= DIRECTIONS FOR THIS TASK =
Copy the data below verbatim, leaving no line out.
====== DATA TO EXAMINE
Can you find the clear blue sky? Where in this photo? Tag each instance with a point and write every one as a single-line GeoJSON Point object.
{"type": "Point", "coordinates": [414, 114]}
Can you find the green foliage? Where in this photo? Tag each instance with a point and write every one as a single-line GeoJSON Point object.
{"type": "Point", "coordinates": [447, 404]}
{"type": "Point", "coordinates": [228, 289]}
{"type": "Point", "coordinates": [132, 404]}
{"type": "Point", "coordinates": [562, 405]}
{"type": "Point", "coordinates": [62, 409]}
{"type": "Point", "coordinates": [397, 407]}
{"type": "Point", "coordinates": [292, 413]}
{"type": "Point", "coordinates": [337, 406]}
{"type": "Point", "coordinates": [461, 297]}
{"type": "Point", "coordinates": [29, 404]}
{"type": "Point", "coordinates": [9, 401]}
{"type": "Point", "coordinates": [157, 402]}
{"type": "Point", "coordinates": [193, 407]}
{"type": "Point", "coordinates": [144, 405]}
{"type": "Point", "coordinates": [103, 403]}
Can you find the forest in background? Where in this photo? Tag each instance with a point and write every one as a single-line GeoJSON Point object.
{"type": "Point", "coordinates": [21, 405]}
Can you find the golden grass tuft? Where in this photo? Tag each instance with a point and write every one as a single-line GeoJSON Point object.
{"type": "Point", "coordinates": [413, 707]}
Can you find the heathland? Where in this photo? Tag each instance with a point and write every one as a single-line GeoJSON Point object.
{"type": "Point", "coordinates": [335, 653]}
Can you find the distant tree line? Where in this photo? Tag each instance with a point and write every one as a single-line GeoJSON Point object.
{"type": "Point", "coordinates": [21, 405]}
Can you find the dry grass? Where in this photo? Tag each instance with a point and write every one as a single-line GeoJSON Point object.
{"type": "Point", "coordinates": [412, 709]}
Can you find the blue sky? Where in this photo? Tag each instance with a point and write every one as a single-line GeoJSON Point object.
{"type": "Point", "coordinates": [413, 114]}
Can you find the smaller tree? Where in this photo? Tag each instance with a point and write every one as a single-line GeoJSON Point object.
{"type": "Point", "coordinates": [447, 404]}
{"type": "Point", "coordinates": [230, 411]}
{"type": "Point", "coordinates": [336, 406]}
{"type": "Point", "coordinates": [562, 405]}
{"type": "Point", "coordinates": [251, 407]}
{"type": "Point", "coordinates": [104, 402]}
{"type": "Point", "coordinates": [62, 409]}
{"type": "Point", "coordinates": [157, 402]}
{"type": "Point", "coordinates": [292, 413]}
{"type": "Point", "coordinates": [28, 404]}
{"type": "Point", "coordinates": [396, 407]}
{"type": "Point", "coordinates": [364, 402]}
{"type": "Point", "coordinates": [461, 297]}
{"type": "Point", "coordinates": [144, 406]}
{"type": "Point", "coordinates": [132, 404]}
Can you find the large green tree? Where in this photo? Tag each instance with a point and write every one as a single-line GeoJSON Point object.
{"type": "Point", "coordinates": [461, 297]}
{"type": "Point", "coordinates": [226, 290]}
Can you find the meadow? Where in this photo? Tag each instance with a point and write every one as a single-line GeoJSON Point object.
============
= ANSWER SECTION =
Can you find the clear blue sky? Where in this photo? Tag each instance with a point and write every one as a single-line GeoJSON Point object.
{"type": "Point", "coordinates": [414, 114]}
Can you find the green foliage? Where in this photo? Tag each instance with a point and write every one as a single-line GeoJSON Point object.
{"type": "Point", "coordinates": [447, 404]}
{"type": "Point", "coordinates": [228, 289]}
{"type": "Point", "coordinates": [132, 404]}
{"type": "Point", "coordinates": [562, 405]}
{"type": "Point", "coordinates": [62, 409]}
{"type": "Point", "coordinates": [397, 407]}
{"type": "Point", "coordinates": [292, 413]}
{"type": "Point", "coordinates": [337, 406]}
{"type": "Point", "coordinates": [461, 297]}
{"type": "Point", "coordinates": [29, 404]}
{"type": "Point", "coordinates": [9, 401]}
{"type": "Point", "coordinates": [157, 402]}
{"type": "Point", "coordinates": [193, 407]}
{"type": "Point", "coordinates": [144, 405]}
{"type": "Point", "coordinates": [103, 403]}
Can you find the forest in background? Where in this photo? Tag each instance with a point and write every one as a single-line GeoJSON Point object.
{"type": "Point", "coordinates": [21, 405]}
Can you find the golden grass tuft? Where in this photo? Tag each instance with a point and write every one as a single-line GeoJSON Point object.
{"type": "Point", "coordinates": [413, 707]}
Can you find the heathland? Where in this photo? Tag each instance with a point and write every one as a single-line GeoJSON Point object.
{"type": "Point", "coordinates": [335, 653]}
Can you find the distant tree line? Where in this photo? Tag each instance with a point and write every one as a single-line GeoJSON Point object.
{"type": "Point", "coordinates": [21, 405]}
Can you find the dry grass? Where in this photo? Tag each instance with a point and write every one as a single-line GeoJSON Point object.
{"type": "Point", "coordinates": [412, 709]}
Can you find the blue sky? Where in this photo? Tag each instance with a point and write every one as a single-line GeoJSON Point object.
{"type": "Point", "coordinates": [413, 114]}
Can you find the smaller tree? Where in this photo? Tag each instance with a point and write every one as a single-line GeoJSON Point object.
{"type": "Point", "coordinates": [447, 404]}
{"type": "Point", "coordinates": [230, 411]}
{"type": "Point", "coordinates": [336, 406]}
{"type": "Point", "coordinates": [562, 405]}
{"type": "Point", "coordinates": [251, 407]}
{"type": "Point", "coordinates": [104, 402]}
{"type": "Point", "coordinates": [62, 409]}
{"type": "Point", "coordinates": [157, 402]}
{"type": "Point", "coordinates": [292, 413]}
{"type": "Point", "coordinates": [28, 404]}
{"type": "Point", "coordinates": [396, 407]}
{"type": "Point", "coordinates": [364, 402]}
{"type": "Point", "coordinates": [461, 297]}
{"type": "Point", "coordinates": [144, 406]}
{"type": "Point", "coordinates": [132, 404]}
Can you find the large green tree? Where in this photo? Tag each instance with a point and write every one as a single-line GeoJSON Point object.
{"type": "Point", "coordinates": [461, 297]}
{"type": "Point", "coordinates": [226, 290]}
Can you find the meadow? Where in this photo? Tag each instance with a point and write every one as a single-line GeoJSON Point object.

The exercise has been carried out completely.